Extend the Gentoo vdb modification-timestamp thread below, not the data after it, starting right after its last sentence.

_SOURCE EXTRACT_
====================

Linux Archive

Linux Archive (http://www.linux-archive.org/)
-   Gentoo Development (http://www.linux-archive.org/gentoo-development/)
-   -   adding a modification timestamp to the installed pkgs database (vdb) (http://www.linux-archive.org/gentoo-development/307854-adding-modification-timestamp-installed-pkgs-database-vdb.html)

Denis Dupeyron 01-11-2010 09:35 PM

adding a modification timestamp to the installed pkgs database (vdb)
 
Brian,

On Sun, Oct 25, 2009 at 6:50 PM, Brian Harring <ferringb@gmail.com> wrote:
> The proposal is pretty simple; if code modifies the vdb in any
> fashion, it needs to update the mtime on a file named
> '.modification_time' in the root of the vdb.
>
> For example-
>
> 1) ${PACKAGE_MANAGER} fires ups, builds a pkg. *it's now ready to
> install it.
> 2) this step isn't strictly required, but is a zero cost safety
> measure- prior to modifying the vdb, it updates the timestamp. *The
> reason for doing this is to protect against the manager blowing up in
> some fashion and now updating the timestamp- there still is a window
> if the manager breaks down during merging but it's far reduced.
> 3) manager does it's thing to the livefs, and to the vdb.
> 4) once finished, again, updates the timestamp.
>
> This isn't an incredibly complex change. *What it enables however is
> package managers to get serious about optimizing access to the vdb.
> For example for the 3 managers:
>
> paludis:
> *installed-cache currently needs to be manually ran by the user;
> specifically, the user is responsible for regenerating this cache if
> they use a non paludis manager to modify the VDB. *This can be
> automated via checking the vdb timestamp against a stored copy of the
> the vdb timestamp at the time of the cache generation.

====================

_ENTRIES SHOWN_
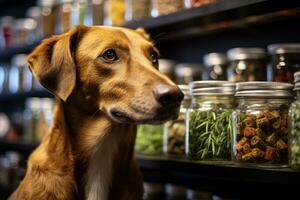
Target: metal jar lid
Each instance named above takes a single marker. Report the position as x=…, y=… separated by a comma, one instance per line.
x=284, y=48
x=264, y=89
x=215, y=59
x=246, y=53
x=212, y=88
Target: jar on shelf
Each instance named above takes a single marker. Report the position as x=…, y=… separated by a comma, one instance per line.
x=6, y=31
x=294, y=127
x=138, y=9
x=149, y=140
x=63, y=22
x=167, y=66
x=49, y=13
x=35, y=13
x=247, y=64
x=20, y=77
x=174, y=131
x=209, y=133
x=187, y=72
x=285, y=61
x=216, y=66
x=260, y=123
x=163, y=7
x=114, y=12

====================

_RESPONSE TO THIS EXERCISE_
>
> portage:
> *portage maintains a set of denormalized caches of the vdb- it however
> has to do validation of those caches on each access, meaning quite a
> few stats. *Same thing, can compare timestamp from current vdb to when
> it was generated to identify if it is no longer authorative.
>
> pkgcore:
> *pkgcore maintains a denormalized old style virtuals cache- same thing
> w/ portage, it has to do validation (stat'ing) whenever it uses that
> cache to ensure the data is accurate. *Same thing, can compare
> timestamp from current vdb to whenit was generated to identify if it
> is no longer authorative.
>
> The existing vdb caching could all be modified to use this timestamp.
> One stat in the best (common) case, instead of having to either scan
> the whole vdb each time or doing a subset of stats.
>
> This change enables further caching/denormalization of the vdb data
> while maintaining the old format- basically, it allows the manager to
> build out a helluva lot faster access to the vdb while keeping on
> disk compatibility in /var/db/pkg.
>
>
> Now unfortunately since the vdb is not format versioned in any
> fashion, to get this timestamp we have to do the following-
>
> 1) nudge everyone who has code poking into the vdb to update their
> code to update the timestamp
> 2) sit on our hands for N months until such time we've deemed
> "everyone we care about has upgraded"
> 3) push out a new release, and start pushing out versions of the
> managers/vdb consumers that use this timestamp instead of just
> updating it.
>
> For anyone who has been around gentoo for a couple of years, this is a
> pretty familiar pattern- eapi, profile changes, etc, all go through
> this unfortunately.
>
>
> That's the core of the proposal; there is a ticket open
> ( http://bugs.gentoo.org/290428 ) regarding this although there is
> some debate from ciaran which I'll try to now summarize, along w/ the
> counterarguments.
>
> 1) do a new vdb.
> Counter: this mechanism provides a way to synchronize the new vdb
> while maintaining the old during it's transition period, so this is
> needed anyways. *Further, pinning all of our optimization hopes on a
> new vdb is daft- it's been discussed for 5+ years now and still
> hasn't materialized (pkgcore has been able to have a new vdb for
> several years, but without a synchronization mechanism it would
> require locking users into the new format and locking out old
> consumers of the vdb- an unfriendly choice to push on users, hence
> never being implemented).
>
> 2) code that hasn't been updated to adjust the timestamp, but is still
> in use after the transition period will break things.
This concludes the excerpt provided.